[Object point labels]
- - - -

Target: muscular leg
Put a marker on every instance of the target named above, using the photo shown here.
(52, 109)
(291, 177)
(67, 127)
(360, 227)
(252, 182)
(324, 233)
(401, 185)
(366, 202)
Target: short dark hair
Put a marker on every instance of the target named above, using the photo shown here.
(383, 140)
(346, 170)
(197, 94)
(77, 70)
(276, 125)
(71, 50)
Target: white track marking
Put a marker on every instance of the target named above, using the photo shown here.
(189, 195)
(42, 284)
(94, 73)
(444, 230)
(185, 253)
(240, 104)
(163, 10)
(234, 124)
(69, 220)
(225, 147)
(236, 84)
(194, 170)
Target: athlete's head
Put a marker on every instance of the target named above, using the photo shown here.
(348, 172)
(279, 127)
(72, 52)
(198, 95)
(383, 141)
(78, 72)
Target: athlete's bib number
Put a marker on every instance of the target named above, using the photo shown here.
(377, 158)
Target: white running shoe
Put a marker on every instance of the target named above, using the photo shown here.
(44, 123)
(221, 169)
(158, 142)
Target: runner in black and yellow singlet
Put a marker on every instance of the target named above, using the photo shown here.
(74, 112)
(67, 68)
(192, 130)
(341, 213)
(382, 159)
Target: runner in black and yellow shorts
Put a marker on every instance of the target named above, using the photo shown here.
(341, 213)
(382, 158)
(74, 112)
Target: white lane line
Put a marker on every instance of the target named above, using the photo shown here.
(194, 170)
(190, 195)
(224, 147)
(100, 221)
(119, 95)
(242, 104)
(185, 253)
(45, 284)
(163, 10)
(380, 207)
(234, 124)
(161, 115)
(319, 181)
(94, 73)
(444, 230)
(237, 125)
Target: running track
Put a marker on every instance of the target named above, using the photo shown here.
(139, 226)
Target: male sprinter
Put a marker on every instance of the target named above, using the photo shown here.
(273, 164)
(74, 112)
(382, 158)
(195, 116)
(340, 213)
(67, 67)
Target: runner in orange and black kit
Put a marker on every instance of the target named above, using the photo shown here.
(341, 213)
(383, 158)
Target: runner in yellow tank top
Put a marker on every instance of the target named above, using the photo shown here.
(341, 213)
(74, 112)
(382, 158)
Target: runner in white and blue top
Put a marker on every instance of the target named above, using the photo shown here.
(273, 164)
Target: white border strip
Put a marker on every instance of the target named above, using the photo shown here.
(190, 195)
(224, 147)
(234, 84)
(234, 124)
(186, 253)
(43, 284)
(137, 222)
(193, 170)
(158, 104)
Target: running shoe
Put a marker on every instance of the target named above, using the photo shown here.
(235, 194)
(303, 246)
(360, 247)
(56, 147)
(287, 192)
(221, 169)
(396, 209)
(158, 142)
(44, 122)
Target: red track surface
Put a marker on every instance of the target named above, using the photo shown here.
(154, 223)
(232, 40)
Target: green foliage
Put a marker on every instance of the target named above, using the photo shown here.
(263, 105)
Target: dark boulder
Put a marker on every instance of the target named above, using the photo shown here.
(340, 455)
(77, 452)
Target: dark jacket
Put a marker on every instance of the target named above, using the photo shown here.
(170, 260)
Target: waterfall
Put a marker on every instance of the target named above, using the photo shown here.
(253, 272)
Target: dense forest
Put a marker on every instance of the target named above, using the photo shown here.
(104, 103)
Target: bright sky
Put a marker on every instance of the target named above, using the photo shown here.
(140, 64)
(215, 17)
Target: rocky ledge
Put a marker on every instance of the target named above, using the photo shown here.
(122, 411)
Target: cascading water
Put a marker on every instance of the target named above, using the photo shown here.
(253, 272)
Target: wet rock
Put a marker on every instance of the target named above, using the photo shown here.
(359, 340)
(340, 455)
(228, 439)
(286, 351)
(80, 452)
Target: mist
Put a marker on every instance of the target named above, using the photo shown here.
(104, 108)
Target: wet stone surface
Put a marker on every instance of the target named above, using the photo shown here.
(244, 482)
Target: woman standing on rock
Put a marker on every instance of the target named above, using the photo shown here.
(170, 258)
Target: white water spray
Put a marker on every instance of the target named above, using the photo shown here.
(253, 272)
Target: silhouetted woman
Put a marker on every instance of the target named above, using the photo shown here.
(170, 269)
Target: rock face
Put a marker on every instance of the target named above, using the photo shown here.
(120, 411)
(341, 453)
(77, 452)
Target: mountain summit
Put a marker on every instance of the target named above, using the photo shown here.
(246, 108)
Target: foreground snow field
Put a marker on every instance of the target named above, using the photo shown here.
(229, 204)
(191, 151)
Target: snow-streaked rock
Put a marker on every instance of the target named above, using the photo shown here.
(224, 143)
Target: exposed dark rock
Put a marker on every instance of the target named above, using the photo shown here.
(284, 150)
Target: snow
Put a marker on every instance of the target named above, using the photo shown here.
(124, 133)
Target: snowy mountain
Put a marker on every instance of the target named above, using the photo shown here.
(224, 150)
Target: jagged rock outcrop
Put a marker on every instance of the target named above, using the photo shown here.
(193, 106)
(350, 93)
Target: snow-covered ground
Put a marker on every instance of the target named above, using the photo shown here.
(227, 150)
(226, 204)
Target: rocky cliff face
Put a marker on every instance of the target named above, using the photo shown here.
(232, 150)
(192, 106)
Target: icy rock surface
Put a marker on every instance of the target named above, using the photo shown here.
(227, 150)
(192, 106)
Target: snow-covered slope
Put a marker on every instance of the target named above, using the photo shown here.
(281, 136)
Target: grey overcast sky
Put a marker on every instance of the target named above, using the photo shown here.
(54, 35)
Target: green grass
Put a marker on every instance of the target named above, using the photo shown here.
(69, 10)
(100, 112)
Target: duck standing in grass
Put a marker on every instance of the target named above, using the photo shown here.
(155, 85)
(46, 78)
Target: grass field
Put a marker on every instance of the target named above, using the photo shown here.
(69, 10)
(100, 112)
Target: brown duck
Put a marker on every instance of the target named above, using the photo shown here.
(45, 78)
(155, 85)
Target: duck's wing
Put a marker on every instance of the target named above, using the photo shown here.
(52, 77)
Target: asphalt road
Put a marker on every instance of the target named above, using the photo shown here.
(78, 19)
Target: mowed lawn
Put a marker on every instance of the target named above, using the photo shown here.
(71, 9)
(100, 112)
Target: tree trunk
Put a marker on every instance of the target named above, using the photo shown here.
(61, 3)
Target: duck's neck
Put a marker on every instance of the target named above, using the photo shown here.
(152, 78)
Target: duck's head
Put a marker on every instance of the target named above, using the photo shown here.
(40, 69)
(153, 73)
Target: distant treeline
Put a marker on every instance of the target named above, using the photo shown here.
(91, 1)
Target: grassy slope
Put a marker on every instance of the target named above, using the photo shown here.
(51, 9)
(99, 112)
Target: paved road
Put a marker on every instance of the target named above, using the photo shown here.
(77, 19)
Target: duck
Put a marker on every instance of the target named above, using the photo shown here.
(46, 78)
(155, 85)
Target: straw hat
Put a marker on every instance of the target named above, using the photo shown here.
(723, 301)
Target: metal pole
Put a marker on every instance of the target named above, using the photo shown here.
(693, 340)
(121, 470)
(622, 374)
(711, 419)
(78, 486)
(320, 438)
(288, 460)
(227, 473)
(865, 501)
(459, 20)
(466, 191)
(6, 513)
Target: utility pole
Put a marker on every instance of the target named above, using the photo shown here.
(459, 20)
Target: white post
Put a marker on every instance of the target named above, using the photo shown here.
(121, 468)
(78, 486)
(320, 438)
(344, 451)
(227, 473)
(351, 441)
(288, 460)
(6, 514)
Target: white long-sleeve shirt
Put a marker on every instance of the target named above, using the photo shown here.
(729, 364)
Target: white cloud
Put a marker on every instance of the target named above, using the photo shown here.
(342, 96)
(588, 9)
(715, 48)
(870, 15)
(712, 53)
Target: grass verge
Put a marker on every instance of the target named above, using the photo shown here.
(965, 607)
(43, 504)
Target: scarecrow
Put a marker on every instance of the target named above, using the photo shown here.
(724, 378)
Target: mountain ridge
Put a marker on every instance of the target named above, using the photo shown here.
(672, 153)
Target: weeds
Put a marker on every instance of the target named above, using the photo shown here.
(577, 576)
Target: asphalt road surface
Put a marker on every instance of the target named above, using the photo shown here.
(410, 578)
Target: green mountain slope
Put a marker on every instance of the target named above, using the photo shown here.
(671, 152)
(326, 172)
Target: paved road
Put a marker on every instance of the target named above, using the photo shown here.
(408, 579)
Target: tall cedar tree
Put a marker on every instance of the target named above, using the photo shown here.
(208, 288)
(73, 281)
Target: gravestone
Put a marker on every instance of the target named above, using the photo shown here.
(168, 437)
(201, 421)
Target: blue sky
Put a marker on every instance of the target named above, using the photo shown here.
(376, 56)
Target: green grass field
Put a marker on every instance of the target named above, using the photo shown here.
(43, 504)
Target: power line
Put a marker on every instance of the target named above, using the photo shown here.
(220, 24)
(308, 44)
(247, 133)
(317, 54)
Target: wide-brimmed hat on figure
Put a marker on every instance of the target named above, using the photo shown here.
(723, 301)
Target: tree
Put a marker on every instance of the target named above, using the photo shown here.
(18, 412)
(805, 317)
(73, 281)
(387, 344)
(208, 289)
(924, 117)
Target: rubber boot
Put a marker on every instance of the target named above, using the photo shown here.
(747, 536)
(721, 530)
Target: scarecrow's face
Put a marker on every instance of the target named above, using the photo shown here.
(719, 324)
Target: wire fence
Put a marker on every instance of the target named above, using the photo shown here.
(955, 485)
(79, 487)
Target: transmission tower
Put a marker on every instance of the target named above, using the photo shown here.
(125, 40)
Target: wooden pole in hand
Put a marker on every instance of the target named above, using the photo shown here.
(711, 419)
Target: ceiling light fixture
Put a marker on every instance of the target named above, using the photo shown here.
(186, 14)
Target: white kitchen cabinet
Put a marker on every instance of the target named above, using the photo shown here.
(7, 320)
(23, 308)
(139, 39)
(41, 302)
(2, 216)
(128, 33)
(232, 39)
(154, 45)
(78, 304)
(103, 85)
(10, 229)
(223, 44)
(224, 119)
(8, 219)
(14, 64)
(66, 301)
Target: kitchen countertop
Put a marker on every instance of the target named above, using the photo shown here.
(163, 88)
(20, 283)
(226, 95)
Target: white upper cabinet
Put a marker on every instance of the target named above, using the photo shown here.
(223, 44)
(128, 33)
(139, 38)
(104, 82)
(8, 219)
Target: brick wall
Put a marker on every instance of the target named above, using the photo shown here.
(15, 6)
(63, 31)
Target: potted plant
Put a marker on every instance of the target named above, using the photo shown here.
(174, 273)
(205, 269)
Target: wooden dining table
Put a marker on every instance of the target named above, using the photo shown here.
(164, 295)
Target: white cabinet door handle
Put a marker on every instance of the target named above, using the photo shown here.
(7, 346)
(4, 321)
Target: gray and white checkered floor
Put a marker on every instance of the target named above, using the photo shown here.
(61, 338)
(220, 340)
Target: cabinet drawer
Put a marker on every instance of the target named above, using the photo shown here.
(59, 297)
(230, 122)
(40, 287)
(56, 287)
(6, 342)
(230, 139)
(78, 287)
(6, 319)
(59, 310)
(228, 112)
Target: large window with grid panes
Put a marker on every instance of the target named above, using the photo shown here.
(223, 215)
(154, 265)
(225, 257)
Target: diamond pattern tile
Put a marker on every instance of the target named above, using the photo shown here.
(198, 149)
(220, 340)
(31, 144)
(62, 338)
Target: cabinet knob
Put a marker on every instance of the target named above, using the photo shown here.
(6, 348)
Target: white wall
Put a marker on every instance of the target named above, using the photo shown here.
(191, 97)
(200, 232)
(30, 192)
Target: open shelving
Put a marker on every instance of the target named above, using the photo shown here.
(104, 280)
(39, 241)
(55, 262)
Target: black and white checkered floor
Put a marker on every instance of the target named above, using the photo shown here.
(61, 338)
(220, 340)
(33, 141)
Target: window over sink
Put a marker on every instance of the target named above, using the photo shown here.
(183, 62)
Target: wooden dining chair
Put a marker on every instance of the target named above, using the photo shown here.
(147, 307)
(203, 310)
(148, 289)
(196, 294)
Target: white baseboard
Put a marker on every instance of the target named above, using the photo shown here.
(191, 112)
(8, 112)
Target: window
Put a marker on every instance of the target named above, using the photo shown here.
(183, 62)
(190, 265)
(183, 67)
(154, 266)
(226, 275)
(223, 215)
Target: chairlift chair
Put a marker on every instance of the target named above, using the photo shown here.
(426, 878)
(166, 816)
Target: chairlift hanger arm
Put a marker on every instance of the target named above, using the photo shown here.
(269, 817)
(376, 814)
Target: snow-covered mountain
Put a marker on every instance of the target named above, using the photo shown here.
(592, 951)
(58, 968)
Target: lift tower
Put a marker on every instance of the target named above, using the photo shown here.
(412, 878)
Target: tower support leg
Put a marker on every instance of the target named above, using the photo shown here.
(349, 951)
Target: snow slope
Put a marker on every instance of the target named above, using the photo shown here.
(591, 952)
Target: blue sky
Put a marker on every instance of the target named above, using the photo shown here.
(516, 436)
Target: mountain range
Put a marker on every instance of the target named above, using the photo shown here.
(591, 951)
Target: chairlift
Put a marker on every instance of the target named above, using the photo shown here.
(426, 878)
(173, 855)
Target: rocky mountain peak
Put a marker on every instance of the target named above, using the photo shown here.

- - - -

◆ **What to work on**:
Output, unchanged, the lines from the line with "Target: snow-covered mountain" through the final line of the material.

◆ **Answer to the exercise**:
Target: snow-covered mountain
Put a marker on every instance of the target named above, using the photo shown here.
(592, 951)
(58, 968)
Target: lift tower
Put a marker on every instance of the target named above, using the photo shown here.
(412, 878)
Target: tower support leg
Put a marker on every instance of the target named above, using the photo shown here.
(349, 951)
Target: snow slope
Put a marker on every instance of the target named above, using the photo shown here.
(591, 952)
Target: blue sky
Put a marker on every instance of the target named above, using the photo shown here.
(516, 436)
Target: mountain range
Put a marker on every instance of the target named above, using the photo shown here.
(591, 951)
Target: chairlift
Put a marker on every instance of the target named above, using the photo shown here.
(426, 878)
(173, 855)
Target: rocky mountain peak
Put a marker on every instance of the target named above, using the photo shown here.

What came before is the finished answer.